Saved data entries
____________________

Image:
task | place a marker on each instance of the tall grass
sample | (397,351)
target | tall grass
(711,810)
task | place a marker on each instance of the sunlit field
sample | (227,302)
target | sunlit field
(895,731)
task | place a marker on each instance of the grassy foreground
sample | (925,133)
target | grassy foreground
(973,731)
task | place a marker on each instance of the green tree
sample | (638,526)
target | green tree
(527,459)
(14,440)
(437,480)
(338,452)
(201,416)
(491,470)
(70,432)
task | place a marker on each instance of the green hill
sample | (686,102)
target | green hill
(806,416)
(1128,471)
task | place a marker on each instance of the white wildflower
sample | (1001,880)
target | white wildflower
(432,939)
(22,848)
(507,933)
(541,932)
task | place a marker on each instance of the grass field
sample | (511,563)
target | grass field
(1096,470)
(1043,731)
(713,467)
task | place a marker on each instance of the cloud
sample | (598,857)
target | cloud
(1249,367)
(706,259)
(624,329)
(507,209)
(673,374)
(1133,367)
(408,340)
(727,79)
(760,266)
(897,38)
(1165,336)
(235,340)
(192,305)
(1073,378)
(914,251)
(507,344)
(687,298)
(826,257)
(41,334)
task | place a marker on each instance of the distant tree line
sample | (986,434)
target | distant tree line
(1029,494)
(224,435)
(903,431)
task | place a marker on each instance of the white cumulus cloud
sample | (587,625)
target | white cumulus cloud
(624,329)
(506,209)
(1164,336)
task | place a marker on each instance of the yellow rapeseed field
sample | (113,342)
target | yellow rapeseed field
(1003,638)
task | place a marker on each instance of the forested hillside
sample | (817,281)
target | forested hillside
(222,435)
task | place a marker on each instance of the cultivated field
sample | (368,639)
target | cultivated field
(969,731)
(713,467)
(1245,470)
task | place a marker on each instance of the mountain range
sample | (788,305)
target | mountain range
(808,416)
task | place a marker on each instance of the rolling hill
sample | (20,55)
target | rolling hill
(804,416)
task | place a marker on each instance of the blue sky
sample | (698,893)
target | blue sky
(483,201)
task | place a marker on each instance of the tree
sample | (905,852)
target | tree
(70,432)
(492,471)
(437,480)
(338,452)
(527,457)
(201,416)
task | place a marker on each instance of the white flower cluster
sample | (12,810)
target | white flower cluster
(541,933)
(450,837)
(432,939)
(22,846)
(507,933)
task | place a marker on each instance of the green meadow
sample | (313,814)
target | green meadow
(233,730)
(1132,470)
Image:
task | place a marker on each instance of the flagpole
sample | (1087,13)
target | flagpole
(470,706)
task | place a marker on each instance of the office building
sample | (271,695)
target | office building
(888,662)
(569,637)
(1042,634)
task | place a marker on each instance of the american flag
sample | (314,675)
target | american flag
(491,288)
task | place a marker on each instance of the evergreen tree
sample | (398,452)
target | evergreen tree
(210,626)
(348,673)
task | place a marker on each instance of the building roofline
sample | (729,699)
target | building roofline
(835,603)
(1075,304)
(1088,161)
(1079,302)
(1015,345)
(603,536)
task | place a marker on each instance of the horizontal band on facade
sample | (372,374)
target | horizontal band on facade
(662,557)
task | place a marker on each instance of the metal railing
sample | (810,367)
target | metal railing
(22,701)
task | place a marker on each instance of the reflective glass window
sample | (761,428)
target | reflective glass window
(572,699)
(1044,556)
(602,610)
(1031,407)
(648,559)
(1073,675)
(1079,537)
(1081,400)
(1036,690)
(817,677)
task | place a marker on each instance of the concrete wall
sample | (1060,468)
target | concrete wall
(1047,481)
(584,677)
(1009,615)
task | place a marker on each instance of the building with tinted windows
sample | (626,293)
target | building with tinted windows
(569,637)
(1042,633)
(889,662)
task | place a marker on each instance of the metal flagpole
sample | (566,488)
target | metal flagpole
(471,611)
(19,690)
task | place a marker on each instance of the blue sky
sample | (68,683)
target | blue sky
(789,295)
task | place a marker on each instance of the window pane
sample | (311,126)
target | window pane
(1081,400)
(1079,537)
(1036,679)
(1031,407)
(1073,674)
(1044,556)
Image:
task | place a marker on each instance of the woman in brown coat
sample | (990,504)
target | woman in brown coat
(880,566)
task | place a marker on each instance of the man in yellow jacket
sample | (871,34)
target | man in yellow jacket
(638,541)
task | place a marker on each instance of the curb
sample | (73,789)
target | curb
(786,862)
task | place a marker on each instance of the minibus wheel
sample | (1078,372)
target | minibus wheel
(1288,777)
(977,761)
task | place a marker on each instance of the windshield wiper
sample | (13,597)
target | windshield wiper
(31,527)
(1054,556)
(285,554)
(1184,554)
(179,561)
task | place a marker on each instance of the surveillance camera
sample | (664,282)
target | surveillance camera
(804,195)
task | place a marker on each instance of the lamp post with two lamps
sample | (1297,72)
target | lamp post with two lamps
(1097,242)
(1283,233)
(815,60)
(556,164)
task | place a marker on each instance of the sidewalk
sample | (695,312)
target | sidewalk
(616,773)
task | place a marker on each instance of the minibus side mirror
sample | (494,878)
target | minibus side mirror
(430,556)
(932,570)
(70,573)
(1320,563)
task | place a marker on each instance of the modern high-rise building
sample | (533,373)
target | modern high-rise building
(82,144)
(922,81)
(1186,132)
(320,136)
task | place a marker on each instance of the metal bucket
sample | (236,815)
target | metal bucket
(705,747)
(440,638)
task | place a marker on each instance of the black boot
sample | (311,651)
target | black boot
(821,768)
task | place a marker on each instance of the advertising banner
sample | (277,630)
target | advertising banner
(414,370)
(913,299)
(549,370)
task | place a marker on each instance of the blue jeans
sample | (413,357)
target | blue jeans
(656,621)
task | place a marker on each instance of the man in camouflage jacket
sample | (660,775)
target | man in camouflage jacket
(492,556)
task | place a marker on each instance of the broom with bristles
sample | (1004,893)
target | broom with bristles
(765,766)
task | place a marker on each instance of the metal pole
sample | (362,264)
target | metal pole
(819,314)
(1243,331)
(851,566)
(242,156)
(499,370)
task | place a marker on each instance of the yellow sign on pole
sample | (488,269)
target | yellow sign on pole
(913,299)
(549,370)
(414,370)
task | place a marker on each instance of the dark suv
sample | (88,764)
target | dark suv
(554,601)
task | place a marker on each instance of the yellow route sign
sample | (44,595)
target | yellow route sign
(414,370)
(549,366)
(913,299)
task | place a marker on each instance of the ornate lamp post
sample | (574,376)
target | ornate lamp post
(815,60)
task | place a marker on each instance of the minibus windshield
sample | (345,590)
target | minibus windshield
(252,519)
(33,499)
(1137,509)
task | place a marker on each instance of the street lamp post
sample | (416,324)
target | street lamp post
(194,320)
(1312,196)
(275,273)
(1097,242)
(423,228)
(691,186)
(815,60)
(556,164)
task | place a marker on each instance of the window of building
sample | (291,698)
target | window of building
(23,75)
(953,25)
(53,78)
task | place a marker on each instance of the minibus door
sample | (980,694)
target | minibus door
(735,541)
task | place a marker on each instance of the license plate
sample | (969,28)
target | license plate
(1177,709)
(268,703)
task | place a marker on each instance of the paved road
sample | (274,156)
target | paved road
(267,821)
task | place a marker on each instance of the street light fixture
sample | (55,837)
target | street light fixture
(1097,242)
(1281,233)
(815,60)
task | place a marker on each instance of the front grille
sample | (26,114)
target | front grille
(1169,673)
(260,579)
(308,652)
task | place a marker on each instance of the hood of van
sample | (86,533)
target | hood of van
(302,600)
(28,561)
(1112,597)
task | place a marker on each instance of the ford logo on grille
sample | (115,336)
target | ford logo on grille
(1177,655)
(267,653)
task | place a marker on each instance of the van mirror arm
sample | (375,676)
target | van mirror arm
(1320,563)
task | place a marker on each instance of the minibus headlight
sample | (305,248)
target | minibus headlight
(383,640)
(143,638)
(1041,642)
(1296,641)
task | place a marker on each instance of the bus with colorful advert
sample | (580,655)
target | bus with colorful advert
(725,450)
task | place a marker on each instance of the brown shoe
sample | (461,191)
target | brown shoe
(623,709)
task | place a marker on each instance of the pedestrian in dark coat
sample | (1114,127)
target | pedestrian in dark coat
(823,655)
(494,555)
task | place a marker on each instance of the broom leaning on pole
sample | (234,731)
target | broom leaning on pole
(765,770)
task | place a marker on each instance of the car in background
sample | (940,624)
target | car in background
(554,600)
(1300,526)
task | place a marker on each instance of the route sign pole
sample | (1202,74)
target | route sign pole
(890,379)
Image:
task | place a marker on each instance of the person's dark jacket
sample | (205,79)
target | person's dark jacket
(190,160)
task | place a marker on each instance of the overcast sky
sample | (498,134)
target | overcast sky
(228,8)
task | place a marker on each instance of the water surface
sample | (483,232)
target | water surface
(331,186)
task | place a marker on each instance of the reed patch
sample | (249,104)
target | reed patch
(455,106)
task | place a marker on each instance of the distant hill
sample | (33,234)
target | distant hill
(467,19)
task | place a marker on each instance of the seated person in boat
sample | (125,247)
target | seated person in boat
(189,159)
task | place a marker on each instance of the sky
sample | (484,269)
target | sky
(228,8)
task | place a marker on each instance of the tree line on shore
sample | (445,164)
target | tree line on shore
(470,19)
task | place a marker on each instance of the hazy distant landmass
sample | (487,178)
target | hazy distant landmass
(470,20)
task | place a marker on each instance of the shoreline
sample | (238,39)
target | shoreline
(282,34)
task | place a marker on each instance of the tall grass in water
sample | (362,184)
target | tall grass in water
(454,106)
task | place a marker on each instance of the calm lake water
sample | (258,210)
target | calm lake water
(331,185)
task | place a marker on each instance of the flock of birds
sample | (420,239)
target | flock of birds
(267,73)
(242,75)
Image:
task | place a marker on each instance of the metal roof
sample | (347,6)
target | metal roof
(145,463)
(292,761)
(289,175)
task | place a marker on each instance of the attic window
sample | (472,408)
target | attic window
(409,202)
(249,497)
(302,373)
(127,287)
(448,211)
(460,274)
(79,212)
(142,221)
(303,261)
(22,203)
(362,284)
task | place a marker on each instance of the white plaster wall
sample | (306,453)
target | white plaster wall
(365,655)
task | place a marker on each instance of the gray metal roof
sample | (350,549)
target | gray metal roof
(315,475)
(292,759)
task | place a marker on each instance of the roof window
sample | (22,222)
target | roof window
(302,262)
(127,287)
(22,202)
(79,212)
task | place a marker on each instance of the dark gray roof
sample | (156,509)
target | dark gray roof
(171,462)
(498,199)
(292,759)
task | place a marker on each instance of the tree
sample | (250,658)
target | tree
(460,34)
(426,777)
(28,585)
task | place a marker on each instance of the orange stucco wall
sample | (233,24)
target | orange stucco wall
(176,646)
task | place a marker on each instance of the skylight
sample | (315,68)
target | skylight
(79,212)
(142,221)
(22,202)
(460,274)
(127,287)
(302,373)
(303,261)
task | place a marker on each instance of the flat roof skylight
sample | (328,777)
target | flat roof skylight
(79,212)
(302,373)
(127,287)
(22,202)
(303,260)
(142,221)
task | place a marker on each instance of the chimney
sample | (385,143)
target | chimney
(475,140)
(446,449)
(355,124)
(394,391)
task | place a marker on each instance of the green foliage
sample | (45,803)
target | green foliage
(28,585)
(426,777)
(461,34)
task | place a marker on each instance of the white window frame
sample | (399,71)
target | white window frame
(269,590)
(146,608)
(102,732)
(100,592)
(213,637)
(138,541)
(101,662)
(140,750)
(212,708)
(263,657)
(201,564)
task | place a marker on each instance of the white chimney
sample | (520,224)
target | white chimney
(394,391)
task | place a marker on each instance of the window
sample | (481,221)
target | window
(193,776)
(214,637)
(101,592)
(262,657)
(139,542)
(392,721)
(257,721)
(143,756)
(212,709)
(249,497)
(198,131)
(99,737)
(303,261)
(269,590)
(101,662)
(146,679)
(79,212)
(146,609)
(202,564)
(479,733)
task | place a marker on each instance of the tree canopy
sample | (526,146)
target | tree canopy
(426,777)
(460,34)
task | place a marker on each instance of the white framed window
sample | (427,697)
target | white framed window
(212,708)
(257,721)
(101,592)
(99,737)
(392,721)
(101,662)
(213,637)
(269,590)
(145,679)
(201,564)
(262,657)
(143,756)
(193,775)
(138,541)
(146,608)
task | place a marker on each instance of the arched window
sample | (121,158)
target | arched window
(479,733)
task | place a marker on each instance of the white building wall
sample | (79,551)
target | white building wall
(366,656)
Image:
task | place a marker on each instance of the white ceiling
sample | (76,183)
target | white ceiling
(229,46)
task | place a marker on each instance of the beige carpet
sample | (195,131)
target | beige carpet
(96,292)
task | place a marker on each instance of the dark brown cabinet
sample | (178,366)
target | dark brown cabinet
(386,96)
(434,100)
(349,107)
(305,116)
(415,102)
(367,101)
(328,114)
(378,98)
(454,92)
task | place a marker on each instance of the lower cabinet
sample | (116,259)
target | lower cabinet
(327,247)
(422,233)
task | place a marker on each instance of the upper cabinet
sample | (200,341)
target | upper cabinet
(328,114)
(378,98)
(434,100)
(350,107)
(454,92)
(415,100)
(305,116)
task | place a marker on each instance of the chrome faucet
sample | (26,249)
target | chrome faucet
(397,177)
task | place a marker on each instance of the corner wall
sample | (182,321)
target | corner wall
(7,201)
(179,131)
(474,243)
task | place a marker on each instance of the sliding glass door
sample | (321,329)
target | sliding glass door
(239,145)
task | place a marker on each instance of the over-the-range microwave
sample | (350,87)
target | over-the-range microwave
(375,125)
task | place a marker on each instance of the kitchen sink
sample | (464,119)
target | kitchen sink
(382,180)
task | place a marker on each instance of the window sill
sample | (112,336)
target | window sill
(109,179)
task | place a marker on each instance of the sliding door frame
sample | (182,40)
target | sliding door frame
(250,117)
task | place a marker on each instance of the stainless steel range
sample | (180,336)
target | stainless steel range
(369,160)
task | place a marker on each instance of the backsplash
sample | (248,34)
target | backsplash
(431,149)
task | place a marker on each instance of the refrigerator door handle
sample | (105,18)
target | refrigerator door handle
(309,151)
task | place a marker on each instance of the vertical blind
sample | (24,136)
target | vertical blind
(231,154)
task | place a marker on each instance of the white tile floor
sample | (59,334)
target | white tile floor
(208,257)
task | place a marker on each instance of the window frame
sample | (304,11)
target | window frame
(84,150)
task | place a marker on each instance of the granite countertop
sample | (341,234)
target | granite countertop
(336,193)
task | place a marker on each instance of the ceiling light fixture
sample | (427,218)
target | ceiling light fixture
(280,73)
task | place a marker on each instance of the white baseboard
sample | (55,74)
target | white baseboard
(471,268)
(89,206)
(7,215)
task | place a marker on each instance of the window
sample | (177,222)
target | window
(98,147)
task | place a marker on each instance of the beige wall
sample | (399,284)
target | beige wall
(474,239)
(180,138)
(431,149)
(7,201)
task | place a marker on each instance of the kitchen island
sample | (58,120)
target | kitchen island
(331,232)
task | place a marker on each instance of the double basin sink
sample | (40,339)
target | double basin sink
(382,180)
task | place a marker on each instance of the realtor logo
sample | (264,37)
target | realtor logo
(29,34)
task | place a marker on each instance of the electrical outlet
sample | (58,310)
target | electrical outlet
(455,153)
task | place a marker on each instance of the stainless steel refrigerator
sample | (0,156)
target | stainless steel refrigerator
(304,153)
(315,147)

____________________

The line containing "the kitchen island" and every line after it, through the end of the records, should be repeated exactly and alone.

task | place a marker on each instance of the kitchen island
sample | (58,120)
target | kitchen island
(331,232)
task | place a marker on each instance of the double basin sink
sample | (40,339)
target | double basin sink
(382,180)
task | place a marker on each instance of the realtor logo
sample | (264,37)
target | realtor logo
(29,34)
task | place a marker on each instance of the electrical outlet
sample | (58,310)
target | electrical outlet
(455,153)
task | place a marker on each instance of the stainless steel refrigerator
sample | (0,156)
target | stainless steel refrigerator
(304,153)
(315,147)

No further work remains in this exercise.